AIM - In the material below, swap every "JSON object" for "JSON dictionary" and leave all else as it stands.

RECORDS PROVIDED -
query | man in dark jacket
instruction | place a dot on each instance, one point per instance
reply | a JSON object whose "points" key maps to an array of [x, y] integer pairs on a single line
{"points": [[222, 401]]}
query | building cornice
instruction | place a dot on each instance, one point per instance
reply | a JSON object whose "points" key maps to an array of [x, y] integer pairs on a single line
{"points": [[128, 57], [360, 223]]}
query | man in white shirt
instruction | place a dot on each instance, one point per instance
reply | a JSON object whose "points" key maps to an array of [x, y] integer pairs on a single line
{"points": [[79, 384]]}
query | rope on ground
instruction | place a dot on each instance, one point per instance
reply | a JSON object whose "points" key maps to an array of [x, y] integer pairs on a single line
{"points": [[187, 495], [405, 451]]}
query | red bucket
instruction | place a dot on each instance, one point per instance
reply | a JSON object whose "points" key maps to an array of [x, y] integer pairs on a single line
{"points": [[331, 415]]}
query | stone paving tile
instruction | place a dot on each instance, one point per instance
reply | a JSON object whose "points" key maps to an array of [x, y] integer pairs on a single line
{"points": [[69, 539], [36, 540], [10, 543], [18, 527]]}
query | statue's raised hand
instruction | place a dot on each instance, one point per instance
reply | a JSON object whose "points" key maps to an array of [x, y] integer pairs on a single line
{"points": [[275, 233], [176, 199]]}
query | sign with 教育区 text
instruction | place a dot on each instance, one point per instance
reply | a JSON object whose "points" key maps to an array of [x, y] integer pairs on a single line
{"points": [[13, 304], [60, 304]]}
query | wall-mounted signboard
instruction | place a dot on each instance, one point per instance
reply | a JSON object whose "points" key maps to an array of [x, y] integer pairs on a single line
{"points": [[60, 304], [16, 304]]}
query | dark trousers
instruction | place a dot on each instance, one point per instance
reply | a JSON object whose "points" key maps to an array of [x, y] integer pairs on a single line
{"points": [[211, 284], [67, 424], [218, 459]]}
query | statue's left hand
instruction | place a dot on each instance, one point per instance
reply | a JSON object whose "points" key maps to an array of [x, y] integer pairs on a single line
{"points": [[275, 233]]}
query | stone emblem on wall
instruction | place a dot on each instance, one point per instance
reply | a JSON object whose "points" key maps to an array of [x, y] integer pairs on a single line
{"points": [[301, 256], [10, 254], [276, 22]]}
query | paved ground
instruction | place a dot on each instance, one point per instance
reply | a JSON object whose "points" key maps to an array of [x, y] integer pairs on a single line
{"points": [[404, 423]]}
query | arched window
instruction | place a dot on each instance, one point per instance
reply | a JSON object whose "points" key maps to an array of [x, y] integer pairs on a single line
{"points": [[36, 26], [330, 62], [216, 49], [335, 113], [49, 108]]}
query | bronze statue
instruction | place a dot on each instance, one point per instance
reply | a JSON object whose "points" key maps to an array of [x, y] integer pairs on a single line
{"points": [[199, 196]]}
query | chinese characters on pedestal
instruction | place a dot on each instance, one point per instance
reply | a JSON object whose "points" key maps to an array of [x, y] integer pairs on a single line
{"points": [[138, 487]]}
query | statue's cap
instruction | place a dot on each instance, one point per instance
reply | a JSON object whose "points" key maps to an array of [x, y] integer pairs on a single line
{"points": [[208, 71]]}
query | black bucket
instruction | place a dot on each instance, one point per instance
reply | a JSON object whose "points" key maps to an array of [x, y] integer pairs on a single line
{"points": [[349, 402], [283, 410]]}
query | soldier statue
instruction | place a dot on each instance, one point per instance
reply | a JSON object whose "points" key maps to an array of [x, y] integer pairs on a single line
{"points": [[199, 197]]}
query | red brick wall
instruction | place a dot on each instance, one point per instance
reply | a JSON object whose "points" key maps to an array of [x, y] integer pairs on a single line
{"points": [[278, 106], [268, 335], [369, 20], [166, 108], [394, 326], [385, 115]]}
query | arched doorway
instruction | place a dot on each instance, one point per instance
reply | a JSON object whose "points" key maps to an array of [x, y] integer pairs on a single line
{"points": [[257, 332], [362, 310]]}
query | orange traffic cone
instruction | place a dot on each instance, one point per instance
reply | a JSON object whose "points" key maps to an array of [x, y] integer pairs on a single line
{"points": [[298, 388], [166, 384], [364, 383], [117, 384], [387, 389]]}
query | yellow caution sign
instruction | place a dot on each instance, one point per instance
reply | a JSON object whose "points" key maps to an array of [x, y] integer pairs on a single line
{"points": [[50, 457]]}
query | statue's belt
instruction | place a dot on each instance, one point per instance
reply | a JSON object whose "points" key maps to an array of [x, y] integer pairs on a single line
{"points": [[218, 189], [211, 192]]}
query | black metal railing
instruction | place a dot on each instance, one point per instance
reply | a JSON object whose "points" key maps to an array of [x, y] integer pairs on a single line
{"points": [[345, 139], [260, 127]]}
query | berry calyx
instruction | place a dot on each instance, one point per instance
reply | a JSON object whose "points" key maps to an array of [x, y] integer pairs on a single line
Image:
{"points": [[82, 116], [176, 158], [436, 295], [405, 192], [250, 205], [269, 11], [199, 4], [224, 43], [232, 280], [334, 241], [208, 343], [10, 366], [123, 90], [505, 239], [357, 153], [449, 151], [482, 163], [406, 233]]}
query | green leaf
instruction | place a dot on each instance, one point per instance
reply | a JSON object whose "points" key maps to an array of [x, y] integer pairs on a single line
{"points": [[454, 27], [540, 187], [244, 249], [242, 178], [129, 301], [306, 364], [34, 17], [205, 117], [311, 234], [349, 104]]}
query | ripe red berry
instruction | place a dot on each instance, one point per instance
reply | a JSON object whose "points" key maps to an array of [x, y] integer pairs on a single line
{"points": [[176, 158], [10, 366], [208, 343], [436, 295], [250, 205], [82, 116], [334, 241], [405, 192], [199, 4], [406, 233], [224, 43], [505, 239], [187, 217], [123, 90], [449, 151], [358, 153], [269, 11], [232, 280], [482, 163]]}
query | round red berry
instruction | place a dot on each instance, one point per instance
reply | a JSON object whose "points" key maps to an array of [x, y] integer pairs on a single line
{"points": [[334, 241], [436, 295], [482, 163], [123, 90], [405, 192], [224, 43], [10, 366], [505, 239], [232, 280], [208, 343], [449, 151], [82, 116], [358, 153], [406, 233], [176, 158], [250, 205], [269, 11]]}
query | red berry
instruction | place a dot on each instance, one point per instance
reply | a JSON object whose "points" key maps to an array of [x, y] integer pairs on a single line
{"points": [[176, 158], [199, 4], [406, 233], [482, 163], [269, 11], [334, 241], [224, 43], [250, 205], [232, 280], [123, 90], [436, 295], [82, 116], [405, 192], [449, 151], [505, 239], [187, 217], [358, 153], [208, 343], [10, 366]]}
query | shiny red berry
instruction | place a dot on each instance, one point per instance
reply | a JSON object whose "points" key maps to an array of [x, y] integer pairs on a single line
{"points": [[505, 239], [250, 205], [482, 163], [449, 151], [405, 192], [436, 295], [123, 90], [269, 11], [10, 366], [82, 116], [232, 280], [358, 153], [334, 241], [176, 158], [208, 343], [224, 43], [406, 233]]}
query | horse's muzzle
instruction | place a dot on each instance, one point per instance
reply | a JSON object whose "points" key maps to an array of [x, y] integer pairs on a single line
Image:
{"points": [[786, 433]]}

EXERCISE OUTPUT -
query | man in dark jacket
instruction | place a dot on each instance, one point per instance
reply | a JSON dictionary whose "points" key maps to an array of [x, y] integer pairs on a single line
{"points": [[222, 401]]}
query | building cornice
instruction | place a dot on each instance, one point per instance
reply | a JSON dictionary whose "points" key maps to an array of [x, y] integer pairs on a single line
{"points": [[128, 57], [360, 223]]}
query | man in white shirt
instruction | place a dot on each instance, one point per instance
reply | a JSON dictionary whose "points" key maps to an array of [x, y] integer pairs on a single line
{"points": [[79, 384]]}
query | rope on ground
instruction | place a dot on each instance, one point per instance
reply | a JSON dictionary whose "points" key maps to an array of [x, y] integer pairs on a single line
{"points": [[187, 495], [405, 451]]}
query | red bucket
instruction | place a dot on each instance, one point per instance
reply | a JSON dictionary whose "points" key maps to an array of [x, y] integer pairs on a single line
{"points": [[331, 415]]}
query | stone paving tile
instruction | place a dot on each instance, one point per instance
reply | a JSON dictionary whose "points" key maps to an array of [x, y] integer pairs on a single line
{"points": [[69, 539], [36, 540], [10, 543], [18, 527]]}
query | statue's raised hand
instruction | place a dot on each instance, one point per instance
reply | a JSON dictionary whose "points" key maps to an array of [x, y] integer pairs on a single line
{"points": [[275, 233], [176, 199]]}
query | sign with 教育区 text
instruction | place a dot on each instance, one point per instance
reply | a JSON dictionary whose "points" key maps to an array of [x, y] integer pairs on a single line
{"points": [[13, 304], [60, 304]]}
query | wall-mounted signboard
instruction | place a dot on each instance, one point per instance
reply | a JSON dictionary whose "points" key maps to an array of [x, y] integer pairs on a single line
{"points": [[60, 304], [16, 304]]}
query | dark trousers
instruction | place a dot on each instance, one point per instance
reply | a JSON dictionary whose "points" key maps to an array of [x, y] integer pairs on a single line
{"points": [[211, 284], [67, 424], [218, 459]]}
query | statue's left hand
instruction | place a dot on each instance, one point per instance
reply | a JSON dictionary whose "points" key maps to an array of [x, y] integer pairs on a single line
{"points": [[275, 233]]}
query | stone emblem on wall
instruction | place a dot on each instance, one point per instance
reply | a JSON dictionary whose "points" key maps to an array of [x, y] integer pairs on a single line
{"points": [[301, 256], [10, 254], [276, 22]]}
query | paved ground
instruction | place a dot on each instance, one point per instance
reply | a JSON dictionary whose "points" key maps to an array of [x, y] integer pairs on a single line
{"points": [[404, 423]]}
query | arched window
instruction | place a dot on each instance, one point per instance
reply | a JSON dictionary whose "points" key maps to an array of [x, y] integer pairs on a single line
{"points": [[36, 26], [330, 62], [216, 49], [335, 113], [49, 108]]}
query | bronze statue
instruction | place a dot on each instance, one point per instance
reply | a JSON dictionary whose "points" key maps to an array of [x, y] integer pairs on a single line
{"points": [[199, 196]]}
query | chinese characters on pedestal
instruction | place a dot on each instance, one point per instance
reply | a JSON dictionary whose "points" key maps to an array of [x, y] integer pairs on a single line
{"points": [[138, 487]]}
query | statue's cap
instruction | place a dot on each instance, one point per instance
reply | a JSON dictionary whose "points" key maps to an array of [x, y] integer pairs on a single line
{"points": [[208, 71]]}
query | black bucket
instruction | place a dot on each instance, one point per instance
reply | a JSON dictionary whose "points" key maps to an array of [x, y] integer pairs on a single line
{"points": [[349, 402], [283, 410]]}
query | soldier statue
instruction | place a dot on each instance, one point per instance
reply | a JSON dictionary whose "points" key maps to an array of [x, y] integer pairs on a single line
{"points": [[199, 197]]}
query | red brick wall
instruction | place a dot on each instance, one point per instance
reply | a JSON dictionary whose "points" key maps to an array of [x, y] integer pairs on a single line
{"points": [[278, 106], [268, 335], [369, 20], [166, 108], [394, 326], [385, 115]]}
query | arched doorway
instruction | place a dot on each instance, one point per instance
reply | a JSON dictionary whose "points" key maps to an array of [x, y] integer pairs on a single line
{"points": [[257, 332], [362, 310]]}
query | orange traffic cone
instruction | place a dot on each instance, one point per instance
reply | a JSON dictionary whose "points" key maps to an array of [x, y] integer pairs on a single line
{"points": [[298, 388], [166, 384], [364, 383], [117, 384], [387, 389]]}
query | yellow caution sign
instruction | place a dot on each instance, one point per instance
reply | a JSON dictionary whose "points" key maps to an array of [x, y] integer pairs on a single line
{"points": [[50, 457]]}
query | statue's belt
instruction | place a dot on each instance, one point per instance
reply | a JSON dictionary whose "points" key maps to an array of [x, y] integer pairs on a single line
{"points": [[218, 189], [211, 192]]}
query | black metal railing
instruction | place a dot on each instance, one point per instance
reply | a JSON dictionary whose "points" key maps to an array of [x, y] integer pairs on a single line
{"points": [[345, 139], [260, 127]]}
query | berry calyx
instruction | place a dot on each instance, one point per instance
reply | a JSON dictionary whose "points" key maps to an array of [x, y] integer pairs on a single line
Image:
{"points": [[82, 116], [176, 158], [436, 295], [405, 192], [250, 205], [269, 11], [199, 4], [224, 43], [232, 280], [334, 241], [208, 343], [10, 366], [123, 90], [505, 239], [357, 153], [449, 151], [482, 163], [406, 233]]}
query | green leaf
instruction | place a dot on each instance, one point per instance
reply | a JSON dictionary whose "points" key maps to an array of [x, y] integer pairs on a single line
{"points": [[454, 27], [540, 187], [244, 249], [242, 178], [129, 301], [306, 364], [34, 17], [205, 117], [311, 234], [349, 104]]}
query | ripe red berry
instruction | place a dot on each instance, one point per instance
reply | a JSON dictionary whose "points" key maps to an array of [x, y] integer pairs on a single line
{"points": [[176, 158], [10, 366], [208, 343], [436, 295], [250, 205], [82, 116], [334, 241], [405, 192], [199, 4], [406, 233], [224, 43], [505, 239], [187, 217], [123, 90], [449, 151], [358, 153], [269, 11], [232, 280], [482, 163]]}
query | round red berry
instruction | place a dot on each instance, one point per instance
reply | a JSON dictionary whose "points" key maps to an array of [x, y] integer pairs on a single line
{"points": [[334, 241], [436, 295], [482, 163], [123, 90], [405, 192], [224, 43], [10, 366], [505, 239], [232, 280], [208, 343], [449, 151], [82, 116], [358, 153], [406, 233], [176, 158], [250, 205], [269, 11]]}
query | red berry
instruction | place a dot on each instance, one point per instance
reply | a JSON dictionary whose "points" key maps to an array of [x, y] integer pairs on a single line
{"points": [[176, 158], [199, 4], [406, 233], [482, 163], [269, 11], [334, 241], [224, 43], [250, 205], [232, 280], [123, 90], [436, 295], [82, 116], [405, 192], [449, 151], [505, 239], [187, 217], [358, 153], [208, 343], [10, 366]]}
query | shiny red berry
instruction | place a dot on each instance, one point per instance
reply | a JSON dictionary whose "points" key maps to an array of [x, y] integer pairs on a single line
{"points": [[505, 239], [250, 205], [482, 163], [449, 151], [405, 192], [436, 295], [123, 90], [269, 11], [10, 366], [82, 116], [232, 280], [358, 153], [334, 241], [176, 158], [208, 343], [224, 43], [406, 233]]}
query | horse's muzzle
instruction | place a dot on each instance, one point per instance
reply | a JSON dictionary whose "points" key maps to an array of [x, y] integer pairs on a single line
Image:
{"points": [[786, 433]]}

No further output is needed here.